→ TASK INPUT
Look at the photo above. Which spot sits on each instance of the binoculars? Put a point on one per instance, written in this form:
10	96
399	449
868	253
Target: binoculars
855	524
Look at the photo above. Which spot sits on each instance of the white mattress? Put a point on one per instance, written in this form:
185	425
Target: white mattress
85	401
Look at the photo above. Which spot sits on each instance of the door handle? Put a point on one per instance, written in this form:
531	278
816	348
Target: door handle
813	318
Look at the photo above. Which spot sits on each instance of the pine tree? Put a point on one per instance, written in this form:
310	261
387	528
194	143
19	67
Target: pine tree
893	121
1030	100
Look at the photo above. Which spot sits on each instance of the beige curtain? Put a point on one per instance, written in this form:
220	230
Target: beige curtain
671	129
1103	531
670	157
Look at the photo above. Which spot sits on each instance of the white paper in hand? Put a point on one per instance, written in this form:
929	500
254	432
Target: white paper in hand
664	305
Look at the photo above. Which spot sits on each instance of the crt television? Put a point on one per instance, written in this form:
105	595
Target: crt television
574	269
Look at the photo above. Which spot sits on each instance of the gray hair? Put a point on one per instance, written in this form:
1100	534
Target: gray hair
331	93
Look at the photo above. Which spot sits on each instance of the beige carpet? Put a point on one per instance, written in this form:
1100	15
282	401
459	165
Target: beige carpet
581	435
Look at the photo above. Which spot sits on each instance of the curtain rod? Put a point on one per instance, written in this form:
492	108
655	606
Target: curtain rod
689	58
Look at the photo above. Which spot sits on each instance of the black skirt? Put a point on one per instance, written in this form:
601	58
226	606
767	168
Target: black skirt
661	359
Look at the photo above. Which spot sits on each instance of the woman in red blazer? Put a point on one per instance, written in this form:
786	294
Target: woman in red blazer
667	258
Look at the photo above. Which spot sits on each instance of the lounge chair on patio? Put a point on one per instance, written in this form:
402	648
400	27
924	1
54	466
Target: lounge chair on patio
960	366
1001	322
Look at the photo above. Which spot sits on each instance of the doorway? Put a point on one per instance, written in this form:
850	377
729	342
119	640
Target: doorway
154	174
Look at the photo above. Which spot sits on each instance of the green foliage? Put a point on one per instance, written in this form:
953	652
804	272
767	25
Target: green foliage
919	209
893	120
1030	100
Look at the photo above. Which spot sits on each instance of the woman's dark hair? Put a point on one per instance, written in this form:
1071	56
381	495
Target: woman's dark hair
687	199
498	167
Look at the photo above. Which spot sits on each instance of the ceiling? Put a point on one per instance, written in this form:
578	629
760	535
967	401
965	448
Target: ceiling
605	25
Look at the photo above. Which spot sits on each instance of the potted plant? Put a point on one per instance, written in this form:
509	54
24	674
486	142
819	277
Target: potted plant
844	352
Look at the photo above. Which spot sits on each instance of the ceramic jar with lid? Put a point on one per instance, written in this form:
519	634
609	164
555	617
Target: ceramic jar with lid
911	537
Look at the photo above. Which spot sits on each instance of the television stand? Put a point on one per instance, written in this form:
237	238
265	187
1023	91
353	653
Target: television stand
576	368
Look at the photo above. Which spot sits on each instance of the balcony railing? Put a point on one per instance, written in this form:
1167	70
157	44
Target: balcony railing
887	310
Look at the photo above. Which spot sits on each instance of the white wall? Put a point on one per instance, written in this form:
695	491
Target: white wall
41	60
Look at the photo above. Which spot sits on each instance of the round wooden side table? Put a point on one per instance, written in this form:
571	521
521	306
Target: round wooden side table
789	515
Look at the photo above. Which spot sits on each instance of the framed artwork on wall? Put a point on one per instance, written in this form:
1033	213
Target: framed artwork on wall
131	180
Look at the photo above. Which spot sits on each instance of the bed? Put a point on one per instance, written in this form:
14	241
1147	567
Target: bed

→ GIVEN EXERCISE
Can you give all of the rows above again with "Put a point on one per instance" changed to "Mark one point for each instance" wherever it occurs, leaving everything else untouched?

→ OUTPUT FOR THIS TASK
Look at the photo above. Which spot sits on each instance of the binoculars? Mark one point for each instance, written in this form:
10	96
399	449
868	253
Target: binoculars
855	524
Look at the photo above. Which spot sits on each instance of the white mattress? Mark one point for each instance, written in this form:
185	425
Target: white mattress
85	401
Look at the photo above. Which spot sits on each instance of the door handle? Mark one point for each instance, written in this form:
531	278
816	348
Target: door handle
813	318
Look at the photo above. Which spot sits on each instance of the pine tree? Mark one point for each instance, written in this form:
310	261
387	528
194	143
19	67
Target: pine tree
893	121
1030	100
Look at the photo above. Which spot sits on each instance of the beige curtain? Mark one point for each instance, written in this form:
220	230
Target: beige curtain
671	129
1103	531
670	157
Look at the photo above. Which spot sits on each instance of the white paper in hand? Mark one point for each instance, written in this form:
929	500
254	432
Target: white paper in hand
664	305
Look at the photo above. Which spot sits on each instance of the crt television? Mark one point for each instance, written in this form:
105	595
Target: crt television
574	269
Look at the photo above. Which spot sits on each instance of the gray hair? Mark one point for each instance, written in this form:
1100	534
Target: gray hair
331	93
Look at the photo above. Which spot sits on each instance of the beige carpet? Mark one point for each instance, written in this form:
1100	15
282	401
459	165
Target: beige carpet
581	435
Look at the photo above. Which spot sits on each instance of the curtain rod? Mark one point for each instance, written in this form:
492	108
655	606
Target: curtain rod
689	58
Look at the photo above. Which spot sits on each instance of the black skirt? Mark one point for each instance, written in this form:
601	58
226	606
767	168
Target: black skirt
661	359
Look at the photo above. Which spot sits on each instance of the woman in red blazer? Mark one point for each instance, written in this form:
786	294
Target: woman in red blazer
667	258
Look at the photo above. Which spot sits on each instance of the lounge chair on patio? Mark one point for each instance, written in this form:
402	648
400	27
924	1
54	466
Target: lounge chair on patio
960	366
1001	322
Look at the photo above. Which spot sits on each instance of the doorway? Mark one point for each instance, written in this form:
850	377
729	342
119	640
Target: doorway
154	174
Look at the photo above. Which spot sits on each instance of the green foliage? Mark one point for each instance, written in this form:
953	652
804	272
767	25
Target: green foliage
919	209
893	120
1030	100
Look at the photo above. Which spot sits on each instance of the woman's dark hair? Mark one point for each instance, written in this form:
1071	56
381	495
Target: woman's dark hair
687	199
498	167
Look at the photo above. Which spot sits on each instance of the ceiling? Mark one point for each instance, written in this form:
578	629
760	535
967	401
965	448
Target: ceiling
605	25
Look at the photo above. Which spot sits on each instance of the potted plant? Mark one point for each instance, written in this form:
509	54
24	674
486	142
819	277
Target: potted plant
844	352
Look at the photo above. Which spot sits on each instance of the ceramic jar with lid? Mark one point for each instance, written in this form:
519	634
609	164
555	617
Target: ceramic jar with lid
911	537
Look at the photo above. Which spot sits on each instance of the television stand? Mark one point for each instance, written in this form:
237	238
265	187
1023	91
353	653
Target: television stand
576	368
Look at the photo above. Which spot sits on each instance of the balcony railing? Mark one point for each instance, written in this form:
1167	70
157	44
Target: balcony railing
887	310
Look at the photo above. Which spot sits on each instance of the white wall? Mark one point for each instance, written in this form:
695	491
Target: white wall
41	60
Look at the photo above. Which spot sits on each instance of the round wooden side table? Mark one point for each instance, written in this form:
571	521
521	306
Target: round wooden side table
789	515
Look at the photo above. Which spot sits on each instance of the framed artwork on wall? Mark one point for each instance, written in this form:
1033	213
Target: framed artwork on wall
131	180
Look at the photo above. Which spot sits on each instance of the bed? Mark one point for each instance, written in this form:
14	241
1147	567
Target: bed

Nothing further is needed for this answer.